Your goal> Starting at the first line of the data below, retype every line up to and including the one containing "like [(326, 15)]".

Dataset extract>
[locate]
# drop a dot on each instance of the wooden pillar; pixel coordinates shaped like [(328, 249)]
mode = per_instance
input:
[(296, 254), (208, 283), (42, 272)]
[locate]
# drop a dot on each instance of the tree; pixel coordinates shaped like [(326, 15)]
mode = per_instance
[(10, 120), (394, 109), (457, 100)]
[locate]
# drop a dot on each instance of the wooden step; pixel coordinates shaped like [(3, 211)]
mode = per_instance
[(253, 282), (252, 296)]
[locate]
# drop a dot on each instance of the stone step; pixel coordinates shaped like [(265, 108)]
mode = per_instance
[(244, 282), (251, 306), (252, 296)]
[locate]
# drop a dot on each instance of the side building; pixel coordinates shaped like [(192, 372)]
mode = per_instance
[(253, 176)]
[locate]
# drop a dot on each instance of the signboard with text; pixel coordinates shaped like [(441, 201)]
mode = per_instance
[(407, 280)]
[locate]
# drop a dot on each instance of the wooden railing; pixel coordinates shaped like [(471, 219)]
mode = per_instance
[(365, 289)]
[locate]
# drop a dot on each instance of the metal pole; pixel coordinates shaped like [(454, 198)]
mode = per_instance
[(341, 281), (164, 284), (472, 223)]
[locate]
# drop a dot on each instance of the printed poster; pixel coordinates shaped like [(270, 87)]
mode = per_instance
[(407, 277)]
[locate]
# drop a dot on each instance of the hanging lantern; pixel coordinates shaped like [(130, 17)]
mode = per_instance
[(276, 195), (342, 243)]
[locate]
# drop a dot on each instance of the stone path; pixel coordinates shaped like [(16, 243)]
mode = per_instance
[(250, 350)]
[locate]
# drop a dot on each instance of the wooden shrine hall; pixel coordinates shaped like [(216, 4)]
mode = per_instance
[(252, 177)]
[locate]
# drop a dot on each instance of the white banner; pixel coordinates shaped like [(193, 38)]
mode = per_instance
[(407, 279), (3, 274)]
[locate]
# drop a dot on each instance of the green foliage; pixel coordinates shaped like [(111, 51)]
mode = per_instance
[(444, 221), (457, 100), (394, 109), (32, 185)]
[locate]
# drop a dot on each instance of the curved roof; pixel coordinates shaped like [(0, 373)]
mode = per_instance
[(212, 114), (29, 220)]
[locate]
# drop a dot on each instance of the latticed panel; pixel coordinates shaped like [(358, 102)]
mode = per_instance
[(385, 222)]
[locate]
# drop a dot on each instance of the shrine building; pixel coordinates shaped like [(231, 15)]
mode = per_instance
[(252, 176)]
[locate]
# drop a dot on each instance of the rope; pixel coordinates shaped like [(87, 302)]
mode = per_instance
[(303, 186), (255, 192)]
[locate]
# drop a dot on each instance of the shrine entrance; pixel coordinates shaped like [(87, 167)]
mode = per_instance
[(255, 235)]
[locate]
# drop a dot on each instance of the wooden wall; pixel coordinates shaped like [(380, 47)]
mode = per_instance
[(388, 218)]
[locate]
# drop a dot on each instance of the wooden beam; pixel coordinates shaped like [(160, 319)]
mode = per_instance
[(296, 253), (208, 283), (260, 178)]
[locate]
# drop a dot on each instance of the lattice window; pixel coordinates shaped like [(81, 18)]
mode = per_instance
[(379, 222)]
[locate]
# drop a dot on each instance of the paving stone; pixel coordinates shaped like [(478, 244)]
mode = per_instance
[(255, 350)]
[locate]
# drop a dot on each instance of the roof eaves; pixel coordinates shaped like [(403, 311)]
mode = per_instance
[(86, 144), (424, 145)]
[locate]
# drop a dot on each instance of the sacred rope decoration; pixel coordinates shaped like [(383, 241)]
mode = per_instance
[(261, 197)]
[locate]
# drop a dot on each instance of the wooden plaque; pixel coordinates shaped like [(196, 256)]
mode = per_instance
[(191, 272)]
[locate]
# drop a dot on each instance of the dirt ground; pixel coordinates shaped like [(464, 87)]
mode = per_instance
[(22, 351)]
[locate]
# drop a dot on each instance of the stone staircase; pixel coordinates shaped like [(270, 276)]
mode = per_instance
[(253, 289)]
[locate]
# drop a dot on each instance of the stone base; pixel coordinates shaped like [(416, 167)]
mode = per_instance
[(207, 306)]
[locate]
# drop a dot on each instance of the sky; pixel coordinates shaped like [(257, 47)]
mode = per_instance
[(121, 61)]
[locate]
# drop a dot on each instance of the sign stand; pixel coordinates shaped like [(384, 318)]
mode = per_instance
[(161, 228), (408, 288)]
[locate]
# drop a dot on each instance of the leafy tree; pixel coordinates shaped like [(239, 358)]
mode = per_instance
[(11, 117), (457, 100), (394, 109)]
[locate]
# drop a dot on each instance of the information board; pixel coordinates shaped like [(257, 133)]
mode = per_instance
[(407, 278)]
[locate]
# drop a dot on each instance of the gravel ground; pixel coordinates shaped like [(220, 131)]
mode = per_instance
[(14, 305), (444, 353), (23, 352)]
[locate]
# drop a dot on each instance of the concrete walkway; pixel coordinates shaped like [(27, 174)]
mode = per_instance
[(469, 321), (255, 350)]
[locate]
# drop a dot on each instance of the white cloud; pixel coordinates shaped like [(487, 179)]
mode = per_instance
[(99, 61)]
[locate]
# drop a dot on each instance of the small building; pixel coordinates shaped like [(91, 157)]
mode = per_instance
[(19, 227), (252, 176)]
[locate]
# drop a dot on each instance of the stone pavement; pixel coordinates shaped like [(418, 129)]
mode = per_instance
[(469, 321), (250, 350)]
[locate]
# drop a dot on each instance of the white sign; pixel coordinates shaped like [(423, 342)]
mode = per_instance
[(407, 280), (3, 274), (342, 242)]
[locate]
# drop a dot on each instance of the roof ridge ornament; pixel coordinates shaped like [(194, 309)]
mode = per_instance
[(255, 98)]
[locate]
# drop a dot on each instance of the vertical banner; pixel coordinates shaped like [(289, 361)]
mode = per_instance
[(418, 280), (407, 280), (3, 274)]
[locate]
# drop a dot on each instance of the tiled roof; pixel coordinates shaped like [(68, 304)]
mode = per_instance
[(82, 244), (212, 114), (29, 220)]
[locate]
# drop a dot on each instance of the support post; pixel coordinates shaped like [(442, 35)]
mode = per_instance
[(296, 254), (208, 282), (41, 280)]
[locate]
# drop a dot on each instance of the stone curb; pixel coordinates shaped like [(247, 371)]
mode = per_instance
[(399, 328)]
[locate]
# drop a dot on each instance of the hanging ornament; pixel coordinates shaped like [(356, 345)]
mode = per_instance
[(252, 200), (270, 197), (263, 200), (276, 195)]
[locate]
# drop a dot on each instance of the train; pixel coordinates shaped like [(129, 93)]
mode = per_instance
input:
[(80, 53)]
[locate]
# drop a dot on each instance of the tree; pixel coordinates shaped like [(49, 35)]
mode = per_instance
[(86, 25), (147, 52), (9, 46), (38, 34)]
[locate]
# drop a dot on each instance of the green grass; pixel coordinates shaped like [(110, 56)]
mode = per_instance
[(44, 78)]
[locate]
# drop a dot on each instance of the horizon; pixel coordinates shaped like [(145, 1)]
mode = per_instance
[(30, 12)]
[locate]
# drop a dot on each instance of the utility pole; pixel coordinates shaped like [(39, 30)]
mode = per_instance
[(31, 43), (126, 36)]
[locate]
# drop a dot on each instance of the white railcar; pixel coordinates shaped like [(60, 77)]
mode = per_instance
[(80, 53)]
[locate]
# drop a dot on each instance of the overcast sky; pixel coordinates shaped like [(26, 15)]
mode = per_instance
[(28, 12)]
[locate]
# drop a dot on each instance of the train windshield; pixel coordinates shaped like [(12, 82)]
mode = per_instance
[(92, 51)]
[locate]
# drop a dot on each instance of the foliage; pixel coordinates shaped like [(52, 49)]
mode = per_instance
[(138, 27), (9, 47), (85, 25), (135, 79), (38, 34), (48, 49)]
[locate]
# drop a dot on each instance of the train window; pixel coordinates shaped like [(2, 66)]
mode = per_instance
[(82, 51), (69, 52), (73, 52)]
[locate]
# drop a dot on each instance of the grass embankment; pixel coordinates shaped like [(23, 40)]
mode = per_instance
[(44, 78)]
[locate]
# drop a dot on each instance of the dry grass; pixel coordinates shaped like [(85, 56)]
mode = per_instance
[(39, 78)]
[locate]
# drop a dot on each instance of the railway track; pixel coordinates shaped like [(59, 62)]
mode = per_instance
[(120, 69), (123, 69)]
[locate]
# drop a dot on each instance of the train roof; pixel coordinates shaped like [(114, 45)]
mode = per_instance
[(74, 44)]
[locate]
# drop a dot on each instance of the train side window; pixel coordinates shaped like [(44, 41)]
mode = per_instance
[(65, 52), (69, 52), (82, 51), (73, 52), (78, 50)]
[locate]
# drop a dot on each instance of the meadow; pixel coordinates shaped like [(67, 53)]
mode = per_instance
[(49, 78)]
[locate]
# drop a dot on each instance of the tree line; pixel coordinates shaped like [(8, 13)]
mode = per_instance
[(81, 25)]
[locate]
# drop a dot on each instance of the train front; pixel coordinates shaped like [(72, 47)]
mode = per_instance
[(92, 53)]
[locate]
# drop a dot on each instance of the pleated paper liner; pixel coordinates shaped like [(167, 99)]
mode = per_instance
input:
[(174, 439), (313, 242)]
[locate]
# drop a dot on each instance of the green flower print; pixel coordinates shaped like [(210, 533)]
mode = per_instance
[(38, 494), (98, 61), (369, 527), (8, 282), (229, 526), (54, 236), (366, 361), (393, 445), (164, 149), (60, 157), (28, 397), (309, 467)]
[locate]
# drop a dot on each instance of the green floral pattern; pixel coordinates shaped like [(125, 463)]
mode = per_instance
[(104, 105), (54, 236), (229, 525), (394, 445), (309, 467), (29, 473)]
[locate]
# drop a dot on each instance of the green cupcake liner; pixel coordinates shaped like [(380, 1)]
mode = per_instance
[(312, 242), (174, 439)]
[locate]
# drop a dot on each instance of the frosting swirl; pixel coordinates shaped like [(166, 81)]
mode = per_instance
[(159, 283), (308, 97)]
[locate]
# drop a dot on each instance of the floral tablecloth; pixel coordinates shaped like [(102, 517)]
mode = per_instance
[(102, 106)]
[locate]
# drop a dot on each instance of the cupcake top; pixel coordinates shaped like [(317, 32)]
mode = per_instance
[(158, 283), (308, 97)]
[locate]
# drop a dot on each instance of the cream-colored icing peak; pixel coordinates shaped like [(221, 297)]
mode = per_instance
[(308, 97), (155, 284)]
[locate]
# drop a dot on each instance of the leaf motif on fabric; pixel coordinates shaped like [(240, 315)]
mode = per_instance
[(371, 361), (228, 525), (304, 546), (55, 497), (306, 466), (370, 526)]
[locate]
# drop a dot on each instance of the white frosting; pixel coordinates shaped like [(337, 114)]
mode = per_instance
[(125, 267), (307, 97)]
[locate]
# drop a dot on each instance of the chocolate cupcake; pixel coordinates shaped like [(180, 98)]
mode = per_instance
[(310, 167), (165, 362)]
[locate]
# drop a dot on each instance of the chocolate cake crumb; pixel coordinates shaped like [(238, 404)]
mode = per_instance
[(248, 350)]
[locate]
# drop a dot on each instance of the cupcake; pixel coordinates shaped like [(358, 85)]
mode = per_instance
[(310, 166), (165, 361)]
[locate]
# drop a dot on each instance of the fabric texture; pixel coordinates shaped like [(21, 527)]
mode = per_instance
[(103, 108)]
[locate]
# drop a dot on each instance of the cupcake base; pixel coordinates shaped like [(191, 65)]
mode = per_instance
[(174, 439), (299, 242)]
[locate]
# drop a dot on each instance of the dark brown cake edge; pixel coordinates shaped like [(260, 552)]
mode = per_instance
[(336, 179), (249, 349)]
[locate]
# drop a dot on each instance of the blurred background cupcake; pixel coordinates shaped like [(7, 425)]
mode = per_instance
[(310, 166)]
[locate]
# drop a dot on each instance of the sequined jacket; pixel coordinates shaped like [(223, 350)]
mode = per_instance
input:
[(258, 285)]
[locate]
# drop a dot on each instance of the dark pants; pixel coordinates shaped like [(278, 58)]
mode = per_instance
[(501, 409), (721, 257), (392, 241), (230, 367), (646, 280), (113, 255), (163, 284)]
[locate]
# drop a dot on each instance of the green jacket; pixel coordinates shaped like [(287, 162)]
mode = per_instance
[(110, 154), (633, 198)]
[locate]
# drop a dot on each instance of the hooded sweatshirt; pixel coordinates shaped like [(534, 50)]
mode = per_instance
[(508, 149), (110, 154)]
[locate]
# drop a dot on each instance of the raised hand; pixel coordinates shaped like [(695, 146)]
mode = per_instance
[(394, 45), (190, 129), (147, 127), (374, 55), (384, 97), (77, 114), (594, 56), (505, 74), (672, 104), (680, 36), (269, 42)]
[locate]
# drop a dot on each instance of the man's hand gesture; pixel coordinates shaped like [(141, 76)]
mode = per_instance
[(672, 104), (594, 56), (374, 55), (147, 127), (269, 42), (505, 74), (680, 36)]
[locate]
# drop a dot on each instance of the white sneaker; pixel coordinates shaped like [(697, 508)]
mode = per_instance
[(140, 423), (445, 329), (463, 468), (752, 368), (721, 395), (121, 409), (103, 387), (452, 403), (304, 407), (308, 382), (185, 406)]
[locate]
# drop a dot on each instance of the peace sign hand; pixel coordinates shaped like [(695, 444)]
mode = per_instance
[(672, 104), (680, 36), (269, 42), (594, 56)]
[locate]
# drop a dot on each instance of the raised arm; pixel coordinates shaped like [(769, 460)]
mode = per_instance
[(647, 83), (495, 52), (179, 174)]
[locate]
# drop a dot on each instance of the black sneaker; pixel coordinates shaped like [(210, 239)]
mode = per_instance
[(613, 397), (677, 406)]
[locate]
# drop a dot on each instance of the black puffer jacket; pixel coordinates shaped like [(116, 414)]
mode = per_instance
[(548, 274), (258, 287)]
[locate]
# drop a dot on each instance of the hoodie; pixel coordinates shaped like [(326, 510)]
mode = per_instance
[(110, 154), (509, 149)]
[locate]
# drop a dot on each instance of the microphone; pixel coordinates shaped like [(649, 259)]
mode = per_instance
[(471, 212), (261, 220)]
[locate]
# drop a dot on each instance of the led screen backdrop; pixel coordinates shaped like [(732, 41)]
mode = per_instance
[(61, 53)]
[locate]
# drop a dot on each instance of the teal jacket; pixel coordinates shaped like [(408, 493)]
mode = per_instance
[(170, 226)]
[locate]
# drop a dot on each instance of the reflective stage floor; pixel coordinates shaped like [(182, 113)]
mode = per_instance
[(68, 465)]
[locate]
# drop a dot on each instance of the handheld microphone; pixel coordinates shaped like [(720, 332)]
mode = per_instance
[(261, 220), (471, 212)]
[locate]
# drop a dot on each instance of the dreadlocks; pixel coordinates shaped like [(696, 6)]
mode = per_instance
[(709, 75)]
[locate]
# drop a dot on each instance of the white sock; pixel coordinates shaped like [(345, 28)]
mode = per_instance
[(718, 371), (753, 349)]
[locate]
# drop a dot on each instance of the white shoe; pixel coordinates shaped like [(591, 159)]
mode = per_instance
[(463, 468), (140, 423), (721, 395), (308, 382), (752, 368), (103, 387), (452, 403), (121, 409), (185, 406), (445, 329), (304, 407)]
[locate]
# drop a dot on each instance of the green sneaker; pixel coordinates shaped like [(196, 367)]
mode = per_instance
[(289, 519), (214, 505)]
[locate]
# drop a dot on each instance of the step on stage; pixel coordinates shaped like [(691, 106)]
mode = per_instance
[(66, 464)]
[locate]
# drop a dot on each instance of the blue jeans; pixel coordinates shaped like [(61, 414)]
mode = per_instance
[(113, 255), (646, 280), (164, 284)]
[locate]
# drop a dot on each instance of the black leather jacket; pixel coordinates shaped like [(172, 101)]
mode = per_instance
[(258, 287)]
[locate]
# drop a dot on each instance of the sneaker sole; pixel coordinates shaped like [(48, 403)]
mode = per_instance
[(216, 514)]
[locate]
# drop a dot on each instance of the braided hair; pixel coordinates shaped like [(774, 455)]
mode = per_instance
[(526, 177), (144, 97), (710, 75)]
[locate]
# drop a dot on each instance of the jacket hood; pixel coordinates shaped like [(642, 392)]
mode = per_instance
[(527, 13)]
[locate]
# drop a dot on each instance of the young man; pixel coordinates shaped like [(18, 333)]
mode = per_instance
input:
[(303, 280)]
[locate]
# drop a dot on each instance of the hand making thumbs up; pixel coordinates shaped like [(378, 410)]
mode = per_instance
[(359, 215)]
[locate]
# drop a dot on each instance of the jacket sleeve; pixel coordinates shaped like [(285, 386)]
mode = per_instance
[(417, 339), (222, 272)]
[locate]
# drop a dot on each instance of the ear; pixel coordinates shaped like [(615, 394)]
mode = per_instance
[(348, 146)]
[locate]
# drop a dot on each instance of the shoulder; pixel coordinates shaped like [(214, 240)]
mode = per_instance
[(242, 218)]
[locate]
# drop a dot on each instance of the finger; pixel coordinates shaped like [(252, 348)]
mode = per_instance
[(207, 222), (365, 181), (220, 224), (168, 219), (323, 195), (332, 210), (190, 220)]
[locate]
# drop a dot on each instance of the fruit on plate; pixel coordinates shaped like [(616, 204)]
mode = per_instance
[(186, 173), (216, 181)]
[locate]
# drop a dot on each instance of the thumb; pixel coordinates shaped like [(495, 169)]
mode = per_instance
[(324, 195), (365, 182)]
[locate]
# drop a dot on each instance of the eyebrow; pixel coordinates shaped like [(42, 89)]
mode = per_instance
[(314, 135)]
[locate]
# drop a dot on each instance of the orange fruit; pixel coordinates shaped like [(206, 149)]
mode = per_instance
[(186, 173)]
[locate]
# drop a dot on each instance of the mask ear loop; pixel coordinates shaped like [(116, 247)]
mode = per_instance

Result of the task>
[locate]
# drop a dot on each instance of the wooden pillar; pixel coordinates shaped like [(328, 249)]
mode = per_instance
input:
[(296, 254), (208, 283), (42, 272)]
[locate]
# drop a dot on each instance of the tree; pixel coordinates shaped like [(326, 15)]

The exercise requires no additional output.